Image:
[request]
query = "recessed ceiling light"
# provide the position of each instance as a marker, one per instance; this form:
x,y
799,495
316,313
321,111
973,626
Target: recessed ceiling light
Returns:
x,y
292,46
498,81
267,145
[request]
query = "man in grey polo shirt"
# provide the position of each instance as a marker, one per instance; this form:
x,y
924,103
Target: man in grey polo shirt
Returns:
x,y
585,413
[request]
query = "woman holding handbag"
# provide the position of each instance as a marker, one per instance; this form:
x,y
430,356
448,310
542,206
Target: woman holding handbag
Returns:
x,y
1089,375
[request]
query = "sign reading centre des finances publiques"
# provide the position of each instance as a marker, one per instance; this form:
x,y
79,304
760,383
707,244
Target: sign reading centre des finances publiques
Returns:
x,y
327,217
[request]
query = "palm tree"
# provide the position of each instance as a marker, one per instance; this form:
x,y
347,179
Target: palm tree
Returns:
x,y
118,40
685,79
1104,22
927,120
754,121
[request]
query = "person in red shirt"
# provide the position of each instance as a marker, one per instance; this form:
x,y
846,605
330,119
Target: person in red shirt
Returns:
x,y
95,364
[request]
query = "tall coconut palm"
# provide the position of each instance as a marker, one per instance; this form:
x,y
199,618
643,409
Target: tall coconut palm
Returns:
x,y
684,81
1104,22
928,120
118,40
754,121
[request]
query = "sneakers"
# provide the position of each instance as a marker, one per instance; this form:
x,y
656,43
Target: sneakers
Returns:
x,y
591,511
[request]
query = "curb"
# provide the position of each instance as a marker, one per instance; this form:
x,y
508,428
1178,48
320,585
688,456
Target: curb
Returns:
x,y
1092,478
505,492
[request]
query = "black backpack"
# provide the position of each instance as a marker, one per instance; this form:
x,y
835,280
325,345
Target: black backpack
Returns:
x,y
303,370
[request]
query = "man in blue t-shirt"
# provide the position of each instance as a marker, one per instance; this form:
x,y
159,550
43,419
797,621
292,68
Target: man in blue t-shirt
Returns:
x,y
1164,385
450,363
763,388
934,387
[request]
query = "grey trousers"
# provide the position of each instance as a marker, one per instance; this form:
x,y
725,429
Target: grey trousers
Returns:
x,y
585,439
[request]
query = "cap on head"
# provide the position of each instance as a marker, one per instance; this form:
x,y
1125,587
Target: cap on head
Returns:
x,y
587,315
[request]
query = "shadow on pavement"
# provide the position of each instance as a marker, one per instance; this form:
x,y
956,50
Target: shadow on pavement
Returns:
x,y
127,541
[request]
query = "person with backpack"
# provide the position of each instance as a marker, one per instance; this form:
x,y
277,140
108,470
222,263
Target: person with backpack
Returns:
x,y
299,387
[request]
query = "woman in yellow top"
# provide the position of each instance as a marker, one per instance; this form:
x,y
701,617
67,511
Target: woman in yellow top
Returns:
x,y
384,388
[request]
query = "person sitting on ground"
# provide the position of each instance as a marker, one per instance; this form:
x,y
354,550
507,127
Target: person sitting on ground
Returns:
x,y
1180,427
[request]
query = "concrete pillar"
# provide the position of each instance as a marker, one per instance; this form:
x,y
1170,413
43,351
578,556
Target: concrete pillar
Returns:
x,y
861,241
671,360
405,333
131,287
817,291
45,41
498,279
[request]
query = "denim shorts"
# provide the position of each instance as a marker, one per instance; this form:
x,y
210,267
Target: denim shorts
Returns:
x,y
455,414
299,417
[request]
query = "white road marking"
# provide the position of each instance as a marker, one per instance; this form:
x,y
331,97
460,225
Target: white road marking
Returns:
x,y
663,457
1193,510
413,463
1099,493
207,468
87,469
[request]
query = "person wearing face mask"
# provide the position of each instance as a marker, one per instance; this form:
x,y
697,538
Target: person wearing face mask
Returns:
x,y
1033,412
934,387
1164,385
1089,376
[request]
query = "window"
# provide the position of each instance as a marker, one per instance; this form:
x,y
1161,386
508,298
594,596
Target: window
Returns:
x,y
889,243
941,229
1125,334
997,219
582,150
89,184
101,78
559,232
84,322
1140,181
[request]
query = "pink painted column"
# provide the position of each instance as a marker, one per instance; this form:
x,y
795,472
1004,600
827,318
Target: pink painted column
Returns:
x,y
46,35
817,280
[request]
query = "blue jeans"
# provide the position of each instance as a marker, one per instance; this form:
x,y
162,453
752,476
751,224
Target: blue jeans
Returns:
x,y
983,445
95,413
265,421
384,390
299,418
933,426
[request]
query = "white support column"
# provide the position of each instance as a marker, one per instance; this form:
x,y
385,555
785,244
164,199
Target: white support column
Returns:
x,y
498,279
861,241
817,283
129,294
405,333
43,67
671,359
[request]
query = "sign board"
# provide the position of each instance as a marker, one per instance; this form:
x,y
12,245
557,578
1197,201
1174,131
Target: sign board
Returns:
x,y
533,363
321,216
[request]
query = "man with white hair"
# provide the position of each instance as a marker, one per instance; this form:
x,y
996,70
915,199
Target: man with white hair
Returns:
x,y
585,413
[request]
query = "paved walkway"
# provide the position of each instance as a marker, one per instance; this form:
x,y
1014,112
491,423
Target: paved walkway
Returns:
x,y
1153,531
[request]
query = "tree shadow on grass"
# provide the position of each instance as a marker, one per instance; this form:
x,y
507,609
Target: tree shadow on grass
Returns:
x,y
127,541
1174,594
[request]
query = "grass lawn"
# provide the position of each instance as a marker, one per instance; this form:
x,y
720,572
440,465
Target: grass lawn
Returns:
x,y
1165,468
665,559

--

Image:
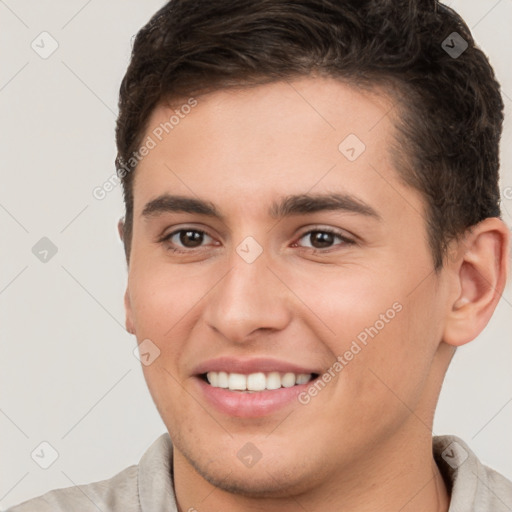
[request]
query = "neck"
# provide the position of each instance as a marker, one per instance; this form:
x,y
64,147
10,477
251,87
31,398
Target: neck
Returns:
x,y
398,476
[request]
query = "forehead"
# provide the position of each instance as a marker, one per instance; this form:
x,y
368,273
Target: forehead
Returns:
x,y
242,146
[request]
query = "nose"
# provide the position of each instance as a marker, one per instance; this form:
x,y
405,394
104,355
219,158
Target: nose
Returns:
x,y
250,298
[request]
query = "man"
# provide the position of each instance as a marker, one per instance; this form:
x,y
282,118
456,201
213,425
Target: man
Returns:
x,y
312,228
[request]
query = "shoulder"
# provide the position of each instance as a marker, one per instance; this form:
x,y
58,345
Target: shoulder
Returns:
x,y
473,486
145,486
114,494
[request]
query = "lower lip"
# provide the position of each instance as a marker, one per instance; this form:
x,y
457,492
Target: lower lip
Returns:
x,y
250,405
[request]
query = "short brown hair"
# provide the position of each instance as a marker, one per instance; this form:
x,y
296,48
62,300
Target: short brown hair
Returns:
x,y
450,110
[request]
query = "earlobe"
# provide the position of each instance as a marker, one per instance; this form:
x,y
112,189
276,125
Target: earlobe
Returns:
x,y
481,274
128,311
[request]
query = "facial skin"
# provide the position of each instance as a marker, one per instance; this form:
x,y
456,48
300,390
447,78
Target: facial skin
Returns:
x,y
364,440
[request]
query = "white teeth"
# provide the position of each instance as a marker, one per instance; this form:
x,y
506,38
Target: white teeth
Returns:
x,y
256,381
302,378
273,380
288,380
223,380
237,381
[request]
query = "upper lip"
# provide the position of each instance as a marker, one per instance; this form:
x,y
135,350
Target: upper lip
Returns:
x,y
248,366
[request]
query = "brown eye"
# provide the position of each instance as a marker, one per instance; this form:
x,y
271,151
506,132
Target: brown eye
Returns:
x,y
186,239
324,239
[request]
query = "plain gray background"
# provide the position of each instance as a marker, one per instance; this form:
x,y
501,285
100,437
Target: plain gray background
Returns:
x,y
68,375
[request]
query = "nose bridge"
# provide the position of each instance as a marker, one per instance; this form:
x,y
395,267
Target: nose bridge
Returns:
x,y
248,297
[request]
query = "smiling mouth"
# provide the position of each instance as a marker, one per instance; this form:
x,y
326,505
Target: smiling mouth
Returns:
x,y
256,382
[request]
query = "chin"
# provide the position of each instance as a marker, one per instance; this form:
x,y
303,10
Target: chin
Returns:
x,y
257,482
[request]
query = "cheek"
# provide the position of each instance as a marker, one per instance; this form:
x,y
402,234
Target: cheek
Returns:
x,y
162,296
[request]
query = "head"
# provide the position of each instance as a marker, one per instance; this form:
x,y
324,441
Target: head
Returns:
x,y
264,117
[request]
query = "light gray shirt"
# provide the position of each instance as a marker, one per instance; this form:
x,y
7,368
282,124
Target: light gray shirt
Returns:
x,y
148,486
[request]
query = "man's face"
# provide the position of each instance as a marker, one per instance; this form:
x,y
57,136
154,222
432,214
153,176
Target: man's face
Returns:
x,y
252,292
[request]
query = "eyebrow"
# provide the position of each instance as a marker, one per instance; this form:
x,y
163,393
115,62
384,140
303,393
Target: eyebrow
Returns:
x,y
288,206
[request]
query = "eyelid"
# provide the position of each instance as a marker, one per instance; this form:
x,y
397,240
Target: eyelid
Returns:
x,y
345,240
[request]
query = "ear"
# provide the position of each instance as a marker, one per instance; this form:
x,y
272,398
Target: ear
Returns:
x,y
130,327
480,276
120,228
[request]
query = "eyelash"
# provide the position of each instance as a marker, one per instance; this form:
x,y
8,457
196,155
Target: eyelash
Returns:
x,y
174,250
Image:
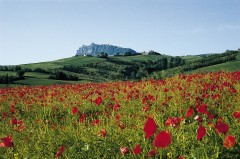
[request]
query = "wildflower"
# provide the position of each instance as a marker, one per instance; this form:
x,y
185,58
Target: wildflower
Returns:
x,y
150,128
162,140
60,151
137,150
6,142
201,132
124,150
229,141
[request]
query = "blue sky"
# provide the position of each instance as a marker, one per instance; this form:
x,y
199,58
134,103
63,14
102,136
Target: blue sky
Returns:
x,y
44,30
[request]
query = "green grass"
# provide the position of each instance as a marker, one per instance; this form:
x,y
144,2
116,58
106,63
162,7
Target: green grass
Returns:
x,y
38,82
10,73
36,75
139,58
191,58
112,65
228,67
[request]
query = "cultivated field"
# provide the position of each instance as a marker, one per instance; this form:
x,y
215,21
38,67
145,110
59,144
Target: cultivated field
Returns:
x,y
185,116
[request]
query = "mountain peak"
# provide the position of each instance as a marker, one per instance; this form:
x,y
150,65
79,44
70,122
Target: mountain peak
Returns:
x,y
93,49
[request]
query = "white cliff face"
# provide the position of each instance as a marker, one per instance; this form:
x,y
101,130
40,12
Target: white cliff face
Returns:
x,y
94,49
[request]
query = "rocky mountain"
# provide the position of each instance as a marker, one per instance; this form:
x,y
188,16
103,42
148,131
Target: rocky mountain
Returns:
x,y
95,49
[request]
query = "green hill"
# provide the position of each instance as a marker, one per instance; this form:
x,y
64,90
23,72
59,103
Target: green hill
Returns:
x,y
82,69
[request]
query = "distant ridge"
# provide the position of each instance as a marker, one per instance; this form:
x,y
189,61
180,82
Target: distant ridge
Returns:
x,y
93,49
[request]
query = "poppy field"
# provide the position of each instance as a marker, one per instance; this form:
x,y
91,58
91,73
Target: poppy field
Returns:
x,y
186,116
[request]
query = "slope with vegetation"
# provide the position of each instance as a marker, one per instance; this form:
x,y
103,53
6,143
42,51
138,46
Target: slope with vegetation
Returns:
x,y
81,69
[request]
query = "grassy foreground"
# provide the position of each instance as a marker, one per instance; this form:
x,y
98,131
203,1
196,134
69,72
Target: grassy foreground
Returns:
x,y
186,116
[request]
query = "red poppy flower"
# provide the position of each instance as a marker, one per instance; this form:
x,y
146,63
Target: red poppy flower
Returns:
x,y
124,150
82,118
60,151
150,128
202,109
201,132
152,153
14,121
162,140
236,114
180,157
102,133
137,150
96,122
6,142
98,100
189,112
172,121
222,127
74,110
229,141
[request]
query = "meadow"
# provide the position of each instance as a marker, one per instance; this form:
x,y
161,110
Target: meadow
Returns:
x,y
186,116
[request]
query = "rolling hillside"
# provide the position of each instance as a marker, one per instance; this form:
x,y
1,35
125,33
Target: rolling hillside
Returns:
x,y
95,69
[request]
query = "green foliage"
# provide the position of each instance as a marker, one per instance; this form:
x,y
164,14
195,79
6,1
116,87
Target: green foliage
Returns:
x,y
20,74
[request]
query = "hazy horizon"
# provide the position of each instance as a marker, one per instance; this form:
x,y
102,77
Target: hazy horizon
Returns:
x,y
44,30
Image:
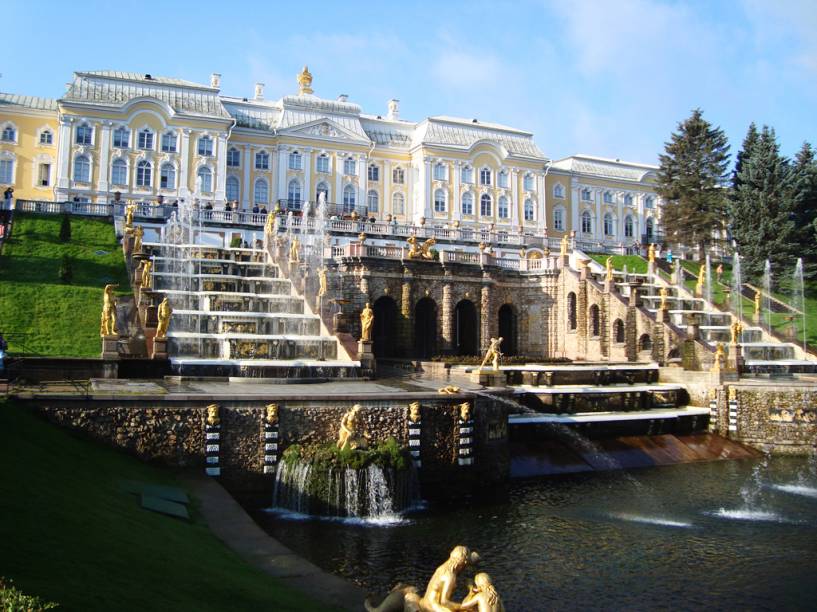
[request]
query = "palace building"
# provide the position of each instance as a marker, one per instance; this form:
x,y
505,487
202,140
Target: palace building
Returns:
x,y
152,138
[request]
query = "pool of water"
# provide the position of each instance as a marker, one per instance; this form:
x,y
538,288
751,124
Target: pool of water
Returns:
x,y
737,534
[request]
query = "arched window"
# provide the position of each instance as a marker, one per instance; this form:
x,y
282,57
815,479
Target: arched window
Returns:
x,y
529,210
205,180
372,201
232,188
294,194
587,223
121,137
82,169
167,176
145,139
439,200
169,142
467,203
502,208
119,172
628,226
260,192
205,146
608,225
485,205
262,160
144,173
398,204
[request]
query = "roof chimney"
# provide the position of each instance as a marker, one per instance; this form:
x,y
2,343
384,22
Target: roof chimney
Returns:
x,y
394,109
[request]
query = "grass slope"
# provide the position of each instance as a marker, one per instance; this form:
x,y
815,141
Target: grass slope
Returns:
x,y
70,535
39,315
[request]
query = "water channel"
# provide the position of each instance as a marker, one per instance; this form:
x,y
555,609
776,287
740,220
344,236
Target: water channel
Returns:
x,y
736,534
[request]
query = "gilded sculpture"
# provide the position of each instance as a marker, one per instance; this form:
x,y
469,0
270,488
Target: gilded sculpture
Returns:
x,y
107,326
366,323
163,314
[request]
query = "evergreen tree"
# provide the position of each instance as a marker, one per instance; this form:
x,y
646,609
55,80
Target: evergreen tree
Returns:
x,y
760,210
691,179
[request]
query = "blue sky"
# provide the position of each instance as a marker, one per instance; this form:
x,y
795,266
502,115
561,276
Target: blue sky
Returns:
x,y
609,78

## WRITTEN EXERCISE
Count the lines in the material above that contain the word "publiques", and reply with that number alone.

## RESPONSE TO THE EXERCISE
2